§ **Page excerpt**
>> start

ISOCPP sg16 List: Re: [isocpp-sg16] Agenda for the 2025-01-21 SG16 meeting

From: Tom Honermann <tom_at_[hidden]>
Date: Wed, 22 Jan 2025 13:28:12 -0500

Reminder that this meeting is happening in one hour.

Tom.

On 1/22/25 12:33 AM, Tom Honermann via SG16 wrote:
>
> SG16 will hold a meeting *today*, Wednesday, January 22nd, at 19:30
> UTC (timezone conversion
> <https://www.timeanddate.com/worldclock/converter.html?iso=20250122T193000&p1=1440&p2=tz_pst&p3=tz_mst&p4=tz_cst&p5=tz_est&p6=tz_cet>).
> That is 11:30am PST, 12:30pm MST, 1:30pm CST, 2:30pm EST, and 20:30 CET.
>
> Sorry for the delayed scheduling. I've almost unburied myself to the
> point that I'll be able to devote a reasonable amount of time to SG16
> again.
>
> I added this meeting to the shared calendar just a few minutes ago. If
> you need a .ics file to import into your calendar, you can download it
> here
> <https://documents.isocpp.org/remote.php/dav/public-calendars/R7imgS2LJD9xfeWN/EE81D0AF-4216-4365-89BD-181D7A0D6DB2.ics?export>.
>
> The agenda follows.
>
> * Decide on a meeting schedule for before/after the Hagenberg meeting.
> * P2019R7: Thread attributes <https://wg21.link/p2019>
>
> I normally schedule SG16 meetings for the 2nd and 4th Wednesdays of
> each month. The Hagenberg meeting is the 2nd week of February (the
> 10th through the 15th). I'm not planning to hold an in-person SG16
> meeting during the Hagenberg meeting because it is too difficult to
> get quorum. I'd like to get one more meeting scheduled before
> Hagenberg, so either January 29th or February 5th. I have a slight
> preference for February 5th and will schedule for that date unless
> there are requests for the January 29th date instead. Following
> Hagenberg, we can resume our normal meeting cadence starting on
> February 26th. If you have thoughts on this, please share.
>
> We last discussed P2019 during the 2024-09-25 SG16 meeting
> <https://github.com/sg16-unicode/sg16-meetings/tree/master#september-25th-2024>
> where we had polls that demonstrated consensus for two different
> options for the encoding of thread names, but with neither option
> being a clear winner. I still haven't published proper minutes for
> that meeting, but see the summary posted in the github tracker
> <https://github.com/cplusplus/papers/issues/817#issuecomment-2482513214>.

>> end

§ **Exercises**
1. In the SG16 meeting email, rewrite the paragraph beginning "I normally schedule SG16 meetings" as a short bulleted list that keeps its main facts.
2. According to the SG16 meeting email, which paper is listed on the agenda?
3. Extend the SG16 meeting email, starting after its final sentence about the summary posted in the github tracker.

§ **Given records**
>> start

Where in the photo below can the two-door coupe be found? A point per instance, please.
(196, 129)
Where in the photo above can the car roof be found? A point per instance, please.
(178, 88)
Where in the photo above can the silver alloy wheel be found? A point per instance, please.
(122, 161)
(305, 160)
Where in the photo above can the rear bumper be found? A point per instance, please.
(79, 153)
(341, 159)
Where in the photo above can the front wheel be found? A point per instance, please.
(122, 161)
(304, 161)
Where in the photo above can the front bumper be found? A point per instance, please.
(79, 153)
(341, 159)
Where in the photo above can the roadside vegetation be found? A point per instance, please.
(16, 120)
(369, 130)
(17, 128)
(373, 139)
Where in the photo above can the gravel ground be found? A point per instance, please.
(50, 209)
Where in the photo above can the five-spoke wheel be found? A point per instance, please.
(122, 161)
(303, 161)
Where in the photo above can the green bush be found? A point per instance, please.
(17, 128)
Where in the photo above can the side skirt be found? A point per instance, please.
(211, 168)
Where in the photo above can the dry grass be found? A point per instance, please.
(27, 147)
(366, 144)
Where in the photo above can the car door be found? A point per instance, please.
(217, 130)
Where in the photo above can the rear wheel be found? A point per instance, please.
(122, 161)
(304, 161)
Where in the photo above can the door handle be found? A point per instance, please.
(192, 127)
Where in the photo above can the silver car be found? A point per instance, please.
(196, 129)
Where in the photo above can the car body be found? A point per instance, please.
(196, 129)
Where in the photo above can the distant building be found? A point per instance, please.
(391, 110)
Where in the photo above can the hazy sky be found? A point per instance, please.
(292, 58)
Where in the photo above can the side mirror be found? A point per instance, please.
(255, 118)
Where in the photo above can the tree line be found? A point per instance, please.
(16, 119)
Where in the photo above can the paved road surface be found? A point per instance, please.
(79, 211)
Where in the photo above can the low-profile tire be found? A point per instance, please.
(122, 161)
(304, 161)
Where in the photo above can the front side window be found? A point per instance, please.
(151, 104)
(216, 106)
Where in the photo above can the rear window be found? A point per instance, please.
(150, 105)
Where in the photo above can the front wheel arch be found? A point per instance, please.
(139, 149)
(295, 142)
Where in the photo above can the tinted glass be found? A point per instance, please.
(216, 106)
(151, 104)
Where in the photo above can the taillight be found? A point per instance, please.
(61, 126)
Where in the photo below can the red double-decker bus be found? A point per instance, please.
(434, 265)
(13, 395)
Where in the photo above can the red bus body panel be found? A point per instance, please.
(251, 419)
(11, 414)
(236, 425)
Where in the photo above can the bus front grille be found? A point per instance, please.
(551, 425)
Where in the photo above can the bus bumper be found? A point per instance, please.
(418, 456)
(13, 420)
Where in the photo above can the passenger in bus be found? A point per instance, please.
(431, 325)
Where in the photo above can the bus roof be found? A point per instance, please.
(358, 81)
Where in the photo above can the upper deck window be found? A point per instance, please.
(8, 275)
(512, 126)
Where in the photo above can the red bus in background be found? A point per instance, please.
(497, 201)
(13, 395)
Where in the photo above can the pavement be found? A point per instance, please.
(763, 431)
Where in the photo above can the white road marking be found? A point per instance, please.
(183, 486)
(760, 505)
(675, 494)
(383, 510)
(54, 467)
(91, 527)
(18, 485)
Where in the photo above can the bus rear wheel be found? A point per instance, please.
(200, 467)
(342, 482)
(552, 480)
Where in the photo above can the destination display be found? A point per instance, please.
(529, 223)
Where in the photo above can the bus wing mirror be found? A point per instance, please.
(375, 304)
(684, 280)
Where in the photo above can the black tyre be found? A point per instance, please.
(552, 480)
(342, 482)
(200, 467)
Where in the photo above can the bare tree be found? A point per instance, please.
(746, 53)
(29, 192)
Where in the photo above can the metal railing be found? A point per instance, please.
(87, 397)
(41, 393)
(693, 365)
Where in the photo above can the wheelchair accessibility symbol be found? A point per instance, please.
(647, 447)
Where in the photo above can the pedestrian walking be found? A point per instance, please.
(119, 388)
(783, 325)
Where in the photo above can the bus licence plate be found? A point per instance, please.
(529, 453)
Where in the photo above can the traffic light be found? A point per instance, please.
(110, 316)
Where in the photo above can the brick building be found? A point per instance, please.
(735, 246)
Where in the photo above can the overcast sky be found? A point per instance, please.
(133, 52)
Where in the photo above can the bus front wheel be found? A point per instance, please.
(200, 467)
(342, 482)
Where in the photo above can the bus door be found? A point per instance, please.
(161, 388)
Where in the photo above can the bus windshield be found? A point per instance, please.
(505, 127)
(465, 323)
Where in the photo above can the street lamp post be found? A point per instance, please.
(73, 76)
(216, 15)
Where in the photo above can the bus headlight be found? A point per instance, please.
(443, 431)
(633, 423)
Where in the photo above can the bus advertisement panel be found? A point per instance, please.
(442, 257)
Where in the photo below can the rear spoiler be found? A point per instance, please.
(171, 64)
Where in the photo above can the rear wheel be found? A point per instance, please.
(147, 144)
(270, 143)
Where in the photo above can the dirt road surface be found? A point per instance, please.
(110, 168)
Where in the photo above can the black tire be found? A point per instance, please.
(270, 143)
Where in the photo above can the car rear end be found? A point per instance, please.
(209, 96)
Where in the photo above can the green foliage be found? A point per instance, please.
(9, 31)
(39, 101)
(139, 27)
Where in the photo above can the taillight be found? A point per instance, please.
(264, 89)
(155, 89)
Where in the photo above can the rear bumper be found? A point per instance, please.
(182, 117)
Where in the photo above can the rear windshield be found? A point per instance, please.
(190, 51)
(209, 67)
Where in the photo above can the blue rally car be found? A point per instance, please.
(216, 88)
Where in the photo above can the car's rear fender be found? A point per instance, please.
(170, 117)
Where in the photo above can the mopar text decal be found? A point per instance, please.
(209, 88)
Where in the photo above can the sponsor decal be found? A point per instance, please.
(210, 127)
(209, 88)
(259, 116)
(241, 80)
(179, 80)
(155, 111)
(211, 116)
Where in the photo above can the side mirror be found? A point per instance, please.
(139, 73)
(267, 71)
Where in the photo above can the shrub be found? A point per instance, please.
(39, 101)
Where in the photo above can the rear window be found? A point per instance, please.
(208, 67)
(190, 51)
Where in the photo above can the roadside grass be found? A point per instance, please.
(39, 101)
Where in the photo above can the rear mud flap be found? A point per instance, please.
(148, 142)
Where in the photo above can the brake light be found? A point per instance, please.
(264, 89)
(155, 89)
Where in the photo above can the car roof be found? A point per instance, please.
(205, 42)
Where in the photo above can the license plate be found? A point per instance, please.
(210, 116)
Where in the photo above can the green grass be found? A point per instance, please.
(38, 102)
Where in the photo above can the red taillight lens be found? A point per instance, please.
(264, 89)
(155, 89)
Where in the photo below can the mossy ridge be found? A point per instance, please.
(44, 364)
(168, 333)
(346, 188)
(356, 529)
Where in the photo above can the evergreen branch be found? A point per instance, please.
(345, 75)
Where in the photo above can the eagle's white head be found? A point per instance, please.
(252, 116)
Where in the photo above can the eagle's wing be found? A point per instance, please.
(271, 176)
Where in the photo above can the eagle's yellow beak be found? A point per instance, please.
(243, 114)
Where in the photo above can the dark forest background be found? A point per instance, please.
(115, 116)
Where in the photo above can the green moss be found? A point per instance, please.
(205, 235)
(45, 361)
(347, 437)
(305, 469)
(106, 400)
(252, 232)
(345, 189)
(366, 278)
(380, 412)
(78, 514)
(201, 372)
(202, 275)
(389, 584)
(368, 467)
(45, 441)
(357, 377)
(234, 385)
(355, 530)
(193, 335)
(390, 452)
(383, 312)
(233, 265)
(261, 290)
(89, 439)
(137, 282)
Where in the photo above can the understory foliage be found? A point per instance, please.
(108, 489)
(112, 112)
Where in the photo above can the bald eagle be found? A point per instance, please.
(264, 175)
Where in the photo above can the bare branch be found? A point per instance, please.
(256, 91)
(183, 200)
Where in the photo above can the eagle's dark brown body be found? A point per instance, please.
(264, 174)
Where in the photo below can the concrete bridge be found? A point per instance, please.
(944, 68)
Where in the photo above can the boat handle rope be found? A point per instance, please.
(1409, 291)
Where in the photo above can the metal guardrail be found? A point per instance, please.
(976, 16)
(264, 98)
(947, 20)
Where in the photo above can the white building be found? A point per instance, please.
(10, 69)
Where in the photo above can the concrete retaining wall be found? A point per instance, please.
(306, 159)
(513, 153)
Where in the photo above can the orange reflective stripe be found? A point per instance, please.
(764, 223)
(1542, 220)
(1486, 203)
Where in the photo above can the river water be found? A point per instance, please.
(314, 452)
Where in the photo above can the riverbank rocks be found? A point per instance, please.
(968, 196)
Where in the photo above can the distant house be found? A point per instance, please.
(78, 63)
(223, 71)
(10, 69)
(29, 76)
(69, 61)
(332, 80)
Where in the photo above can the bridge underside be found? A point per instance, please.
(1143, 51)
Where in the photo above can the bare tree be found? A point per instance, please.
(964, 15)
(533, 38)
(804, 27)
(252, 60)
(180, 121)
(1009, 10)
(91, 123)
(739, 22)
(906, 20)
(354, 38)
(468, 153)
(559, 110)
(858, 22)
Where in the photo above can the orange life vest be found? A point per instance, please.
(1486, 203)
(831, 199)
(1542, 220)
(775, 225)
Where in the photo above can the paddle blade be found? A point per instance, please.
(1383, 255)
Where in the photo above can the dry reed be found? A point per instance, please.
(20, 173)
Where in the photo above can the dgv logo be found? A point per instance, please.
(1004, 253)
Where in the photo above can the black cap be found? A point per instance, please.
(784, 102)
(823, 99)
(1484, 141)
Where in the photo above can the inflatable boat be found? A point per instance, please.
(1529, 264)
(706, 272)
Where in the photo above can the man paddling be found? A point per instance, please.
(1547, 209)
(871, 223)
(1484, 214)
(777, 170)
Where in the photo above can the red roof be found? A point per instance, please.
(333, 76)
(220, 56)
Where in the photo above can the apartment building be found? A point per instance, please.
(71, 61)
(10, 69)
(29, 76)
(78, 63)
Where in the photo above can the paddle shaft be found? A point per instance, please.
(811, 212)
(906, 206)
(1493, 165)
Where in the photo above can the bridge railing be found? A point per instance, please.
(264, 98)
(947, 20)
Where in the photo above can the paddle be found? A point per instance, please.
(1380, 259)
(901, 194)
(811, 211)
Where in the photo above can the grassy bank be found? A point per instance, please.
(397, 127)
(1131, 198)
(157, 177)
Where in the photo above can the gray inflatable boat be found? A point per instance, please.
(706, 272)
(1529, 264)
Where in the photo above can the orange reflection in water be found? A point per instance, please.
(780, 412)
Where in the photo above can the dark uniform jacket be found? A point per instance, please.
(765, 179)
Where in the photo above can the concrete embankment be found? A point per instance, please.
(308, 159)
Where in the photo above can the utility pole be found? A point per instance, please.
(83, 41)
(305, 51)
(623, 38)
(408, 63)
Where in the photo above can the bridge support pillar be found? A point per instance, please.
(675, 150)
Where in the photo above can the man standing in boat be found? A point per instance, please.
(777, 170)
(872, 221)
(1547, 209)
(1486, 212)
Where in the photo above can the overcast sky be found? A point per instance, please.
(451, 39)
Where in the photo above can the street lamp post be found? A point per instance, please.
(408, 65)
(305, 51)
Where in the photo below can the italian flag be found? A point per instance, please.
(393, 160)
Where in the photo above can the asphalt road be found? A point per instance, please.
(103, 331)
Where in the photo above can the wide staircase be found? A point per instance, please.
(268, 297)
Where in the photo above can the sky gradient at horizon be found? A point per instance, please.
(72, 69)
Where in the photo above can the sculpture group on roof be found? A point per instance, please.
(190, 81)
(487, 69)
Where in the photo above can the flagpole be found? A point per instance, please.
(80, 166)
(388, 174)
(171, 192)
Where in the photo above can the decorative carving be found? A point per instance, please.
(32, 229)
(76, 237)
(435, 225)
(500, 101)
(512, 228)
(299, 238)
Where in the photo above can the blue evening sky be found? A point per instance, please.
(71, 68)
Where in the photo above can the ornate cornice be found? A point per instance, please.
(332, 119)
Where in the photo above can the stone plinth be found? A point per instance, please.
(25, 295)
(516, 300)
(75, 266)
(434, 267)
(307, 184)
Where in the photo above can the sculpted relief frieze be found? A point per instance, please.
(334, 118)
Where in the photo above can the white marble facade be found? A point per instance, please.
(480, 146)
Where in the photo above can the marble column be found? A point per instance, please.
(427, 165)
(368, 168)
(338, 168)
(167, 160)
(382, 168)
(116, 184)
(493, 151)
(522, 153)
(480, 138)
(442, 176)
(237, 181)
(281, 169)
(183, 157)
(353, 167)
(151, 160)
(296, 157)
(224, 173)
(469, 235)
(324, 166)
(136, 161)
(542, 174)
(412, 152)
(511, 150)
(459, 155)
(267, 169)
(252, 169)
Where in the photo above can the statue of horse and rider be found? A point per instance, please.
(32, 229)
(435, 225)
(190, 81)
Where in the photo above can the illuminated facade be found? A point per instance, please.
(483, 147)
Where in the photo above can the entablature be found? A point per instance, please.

>> end

§ **Results for the exercise**
1.
- SG16 meetings are normally held on the 2nd and 4th Wednesdays of each month.
- The Hagenberg meeting is the 2nd week of February, the 10th through the 15th.
- No in-person SG16 meeting will be held during Hagenberg because it is too difficult to get quorum.
- One more meeting is wanted before Hagenberg, on either January 29th or February 5th.
- February 5th is slightly preferred and will be used unless January 29th is requested.
- The normal meeting cadence can resume on February 26th.
- Thoughts on this schedule are welcome.

2. P2019R7: Thread attributes.

3.
> In close calls like this, we usually defer to the author. Corentin and
> Victor discussed offline and reached an agreement on use of the
> ordinary literal encoding. Corentin will present and we'll hopefully
> find agreement on a solution and forward the paper.
>
> I intentionally kept the agenda rather light for this meeting given
> the late notice and anticipation that there will still be plenty to
> discuss regarding literal encodings, NTBS, NTMBS, and C vs C++ vs
> system/environment locales.
>
> My rough notes from the 2025-09-25 discussion of P2019R7 are below for
> reference.
>
> - P2019R7: Thread attributes:
> - Corentin introduced the paper.
> - The thread name is provided to the OS so that it is
> available for display in an OS monitor, debugger, process thread
> list, etc...
> - On POSIX systems, the name is stuffed into a small string
> buffer provided by the pthreads library and is generally
> interpreted as execution encoding.
> - Prior to Windows 10, there were unofficial ways to associate
> a name with a thread.
> - On Windows 10 there is a public interface.
> - On Windows, the name must be provided in wchar_t; there is
> no "ANSI" version of the interface.
> - A previous revision of this paper supported both char and
> wchar_t.
> - A copy of the string will always be needed, so transcoding
> costs aren't significant.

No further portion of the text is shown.